CONSIGNES DE L'EXERCICE:
A – Relevez tous les intitulés de rubrique suivis de deux-points dans le texte sur la tuerie du cochon à la ferme.
B – Prolongez le texte sur la tuerie du cochon à la ferme en reprenant après sa dernière phrase.

TEXTE PRÉSENTÉ:

La tradition, tout fout l'camp

08 décembre 1977
09m 16s
Réf. 00420

Notice

Résumé :

Dans une ferme de Teillay en Ille et Vilaine, c'est la saignée du cochon. Après l'avoir nourri durant une année, le cochon est tué et cuisiné. Bien que cette tradition soit perpétuée, la fête qui entourait cette journée n'a plus lieu.

Type de média :
Date de diffusion :
08 décembre 1977
Source :
FR3 (Collection: Terroir 22 )

Éclairage

Ce film tourné en Ille-et-Vilaine en 1977 témoigne d'un moment de rupture :

- Entre d'une part la tradition, symbolisée par la préparation de cochonnailles à la ferme. Trois hommes au fort accent gallo s'activent autour du cochon, l'un d'entre eux - boucher aux gestes assurés - rappelle que son père et ses frères avaient déjà les mêmes pratiques.

- Et d'autre part la modernité. Les hommes évoquent la disparition de la fête automnale qui accompagnait, il y au moins une génération, la tuerie du cochon à la ferme. Ils mentionnent également la présence de nouveaux objets, le congélateur par exemple qui remet en question des façons de faire traditionnelles : la viande salée puis déposée dans le charnier, les charcuteries de ferme sont en voie de disparition.

A la fin des années 70, de nombreuses exploitations bretonnes ont déjà transformé leur modèle de production en s'orientant vers l'agriculture intensive : les élevages industriels de porcs et de poulets se multiplient. Les modes de vie des ruraux se sont aussi rapprochés de celui des villes grâce à une mobilité plus aisée, à l'équipement de maisons rénovées, etc. Ce film ne reflète donc pas l'ensemble des fermes bretonnes mais s'attache plutôt à nous montrer un monde que l'on pensait alors en voie de disparition. Or, si l'accent gallo a disparu, si l'abattage à la ferme ne se pratique plus pour des raisons d'hygiène, à la fin du XXe siècle des traditions anciennes semblent renaître au prix d'une mise au goût du jour. La remise en cause du modèle productiviste amène des fermiers à renouer avec les productions fermières faisant de la formule "du producteur au consommateur", citée par l'un des protagonistes au début du film, un nouveau modèle économique.

MATÉRIEL FOURNI:

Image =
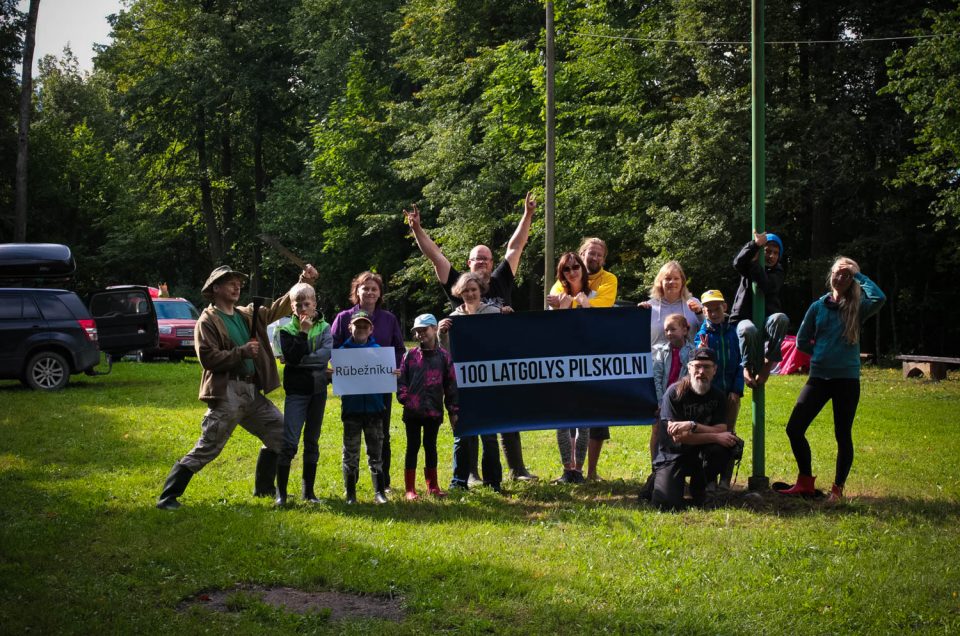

RÉPONSES PAR CONSIGNE:
A – Résumé, Type de média, Date de diffusion, Source

B –
Martine Cocaud

Transcription

Loïc Mathieu
C'était l'heure de l'autre bonne tradition d'automne. Jean s'en allait par devant le vent coquin dire au voisin de prêter la main au lendemain. Le cochon est bon à saigner, la femme l'a nourri tout l'an passé, qu'il nous nourrisse tout l'an à venir.
(Silence)
Agriculteur 1
Les cochons ont été élevés dans le cellier là. Un coup tiens, nom de d'là. Je vais vous raconter une chose hein. Exprès pour vous faire rire, c'est bien égal. Je sais que ça, ça marche hein. Oui, c'est bien égal, oui, c'est bien égal. Alors, mon père, j'arrivais de l'école. Nom de Dieu y'avait 4 cochons roses dans la, dans la, dans le cellier, dans la soue à cochon, qui se posaient là, vous savez bien [incompris]. C'est nous qu'on l'a foutu en bas.
(Bruits)
Agriculteur 1
Du producteur au consommateur.
(Bruits)
Agriculteur 2
Tu ramènes un petit peu d'eau chaude ?
(Bruits)
Loïc Mathieu
Pourquoi vous l'ébouillantez là ?
Agriculteur 2
Hein ?
Loïc Mathieu
Pourquoi vous l'ébouillantez ?
Agriculteur 2
Pour faire partir les poils. Parce que autrement, mettre le feu là dedans, ça grille le dessus, ça brûle la crasse aussi hein. Ce n'est pas propre pareil comme ...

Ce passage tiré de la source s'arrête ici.